[SHORT EXERCISE] Copy the records below word for word, omitting the images.

[Records from a collection]
:::::

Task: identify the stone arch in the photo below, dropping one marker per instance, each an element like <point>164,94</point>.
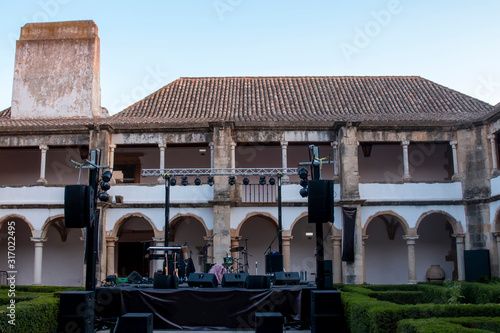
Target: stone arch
<point>402,221</point>
<point>16,216</point>
<point>125,218</point>
<point>267,216</point>
<point>177,219</point>
<point>456,226</point>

:::::

[TASK RESPONSE]
Task: identify the stone arch in the photo below, dropping one marker per instance, each an element like <point>164,94</point>.
Target: stone arch
<point>402,221</point>
<point>16,216</point>
<point>125,218</point>
<point>267,216</point>
<point>177,219</point>
<point>456,226</point>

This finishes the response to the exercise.